— Begin MATERIAL FOR THE TASK —

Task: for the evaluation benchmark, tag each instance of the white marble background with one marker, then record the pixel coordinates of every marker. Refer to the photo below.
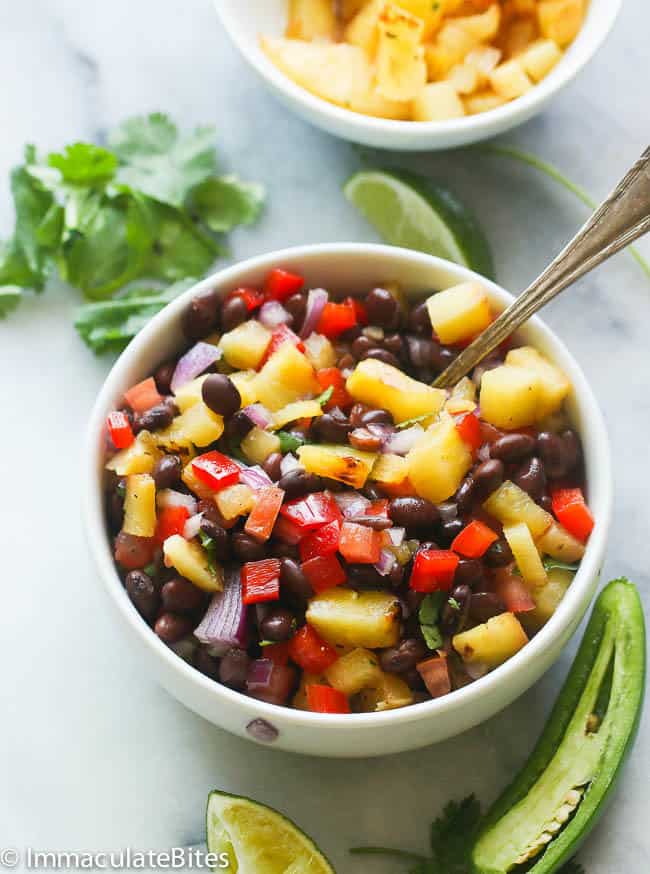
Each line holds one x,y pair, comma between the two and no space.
92,754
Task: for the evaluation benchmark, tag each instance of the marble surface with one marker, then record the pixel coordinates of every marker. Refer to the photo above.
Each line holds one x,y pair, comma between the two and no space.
92,754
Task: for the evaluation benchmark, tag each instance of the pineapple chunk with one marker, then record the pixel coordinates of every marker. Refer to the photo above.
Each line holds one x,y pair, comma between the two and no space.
197,426
510,396
558,543
439,461
354,671
342,463
244,346
437,101
401,68
140,457
525,553
560,20
389,693
390,469
554,385
311,20
191,561
380,385
368,619
492,643
539,58
460,312
257,445
510,80
510,504
140,505
319,351
244,382
286,377
295,411
233,501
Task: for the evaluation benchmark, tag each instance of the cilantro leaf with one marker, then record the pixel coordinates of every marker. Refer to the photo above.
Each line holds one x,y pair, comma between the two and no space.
223,202
159,162
84,164
109,325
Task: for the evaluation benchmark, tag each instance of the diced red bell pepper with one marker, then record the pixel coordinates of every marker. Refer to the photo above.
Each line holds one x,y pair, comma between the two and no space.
134,552
571,511
119,429
260,580
143,396
331,377
312,511
321,541
474,540
251,297
325,699
281,284
323,572
360,544
263,515
171,520
336,318
281,335
310,652
215,470
433,570
469,429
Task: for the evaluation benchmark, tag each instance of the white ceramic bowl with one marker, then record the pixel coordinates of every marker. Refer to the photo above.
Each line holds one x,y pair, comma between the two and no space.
348,267
245,21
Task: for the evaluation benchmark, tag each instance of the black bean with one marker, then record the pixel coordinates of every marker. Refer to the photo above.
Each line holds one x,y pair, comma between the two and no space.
531,478
278,625
201,314
485,605
171,627
498,554
167,471
294,584
143,594
298,482
488,476
272,466
180,596
163,377
419,321
512,447
233,313
220,394
382,308
403,657
234,669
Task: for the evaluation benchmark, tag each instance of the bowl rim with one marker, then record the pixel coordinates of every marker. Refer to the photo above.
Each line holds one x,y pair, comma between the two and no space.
99,542
483,124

— End MATERIAL FOR THE TASK —

WHAT YOU HAVE TO DO: Leave the pictures out and reproduce all of the records exactly.

TASK RESULT:
Task: for the evaluation benchmark, tag each instance of the white marble background with one marker, then record the pixel coordinates of every marker. Refer to the photo below.
Each line holds one x,y pair, comma between the two and no space.
92,754
Task: for the evaluation benchmark, tag each instance of the marble surface with one marker, then record the pixel coordinates of every marker. Refer to the photo above.
Each line holds one x,y pair, comma between the two and no space.
92,754
Task: for the evaluation benchmark, tag each instance of the pineapple chunk with one marker, then record the pixel coordinates of every marker. Refer to the photo above.
Each line holds one x,y pair, comma between the two and no space.
197,426
510,396
558,543
439,461
354,671
342,463
244,346
437,101
401,68
140,457
525,553
560,20
389,693
390,469
554,385
311,20
191,561
380,385
368,619
492,643
539,58
460,312
257,445
510,80
510,504
140,505
319,351
244,382
286,377
295,411
233,501
Task: for the evaluation benchmark, tag each instance of the cilantro leaf with one marker, then record the pixel coordinates of every marker. Refer to the photo above.
Each line holds one x,y pair, comma between the two and no space.
223,202
159,162
84,164
109,325
Task: for the evaluation benchmark, tag each instance of the diced red bell pepper with one marker, then record the pixel coordinates of every marker. Refer to the photo above.
Each line holds one x,y pair, comma between the two and no space.
134,552
571,511
119,429
260,580
143,396
331,377
312,511
321,541
474,540
251,297
325,699
281,284
323,572
360,544
263,515
171,520
336,318
281,335
310,652
215,470
433,570
469,429
Task: for the evaluation benchmark, tag each instance of the white ceramic bowl with one marker, then record the pixel coordinates of every marker. Refer to the photo above.
Each line holds one x,y pair, comma between the two and no space.
348,267
245,21
Task: for the evaluation benchmark, tag each instance of the black bean with one marker, then record the pixel coordinates of every marker. Refer to the photo above.
Each line holds one x,y pair, comma between the two and no space.
531,478
278,625
201,314
485,605
171,627
498,554
167,471
294,584
143,594
298,482
488,476
272,466
180,596
163,377
419,321
512,447
233,313
220,394
382,308
403,657
234,669
Task: for the evaluation benchmark, tag each instance of the bowl rim with one marker, then record the pixel coordinates of every marker. Refer to the photo above.
Each line holds one x,y pair, comma between the two and no space.
99,542
483,124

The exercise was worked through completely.